Coordinate annotation records:
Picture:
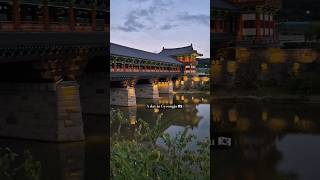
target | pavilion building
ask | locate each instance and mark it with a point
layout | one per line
(244, 22)
(186, 55)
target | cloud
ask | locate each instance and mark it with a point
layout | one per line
(168, 26)
(140, 19)
(197, 18)
(132, 23)
(140, 1)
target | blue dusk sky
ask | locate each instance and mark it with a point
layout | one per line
(152, 24)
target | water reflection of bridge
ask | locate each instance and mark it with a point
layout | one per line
(258, 130)
(185, 117)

# Directive
Can you repeat all the entries with "instance" renamed to "occurrence" everywhere, keeping everything else the same and leaving out the pictures?

# The result
Picture:
target | pavilion building
ask | locate each occurrence and mark it with a point
layout | one per line
(244, 22)
(186, 55)
target | cloud
ask | locate each occurrence and mark it with a point
layout | one per line
(168, 26)
(140, 19)
(197, 18)
(132, 23)
(140, 1)
target | blue dusk sky
ask | locate each occurrence and mark it with a point
layout | one per line
(152, 24)
target | water reflection of bridge
ask | locate each occurrence and mark it with a point
layout | one per line
(258, 130)
(185, 117)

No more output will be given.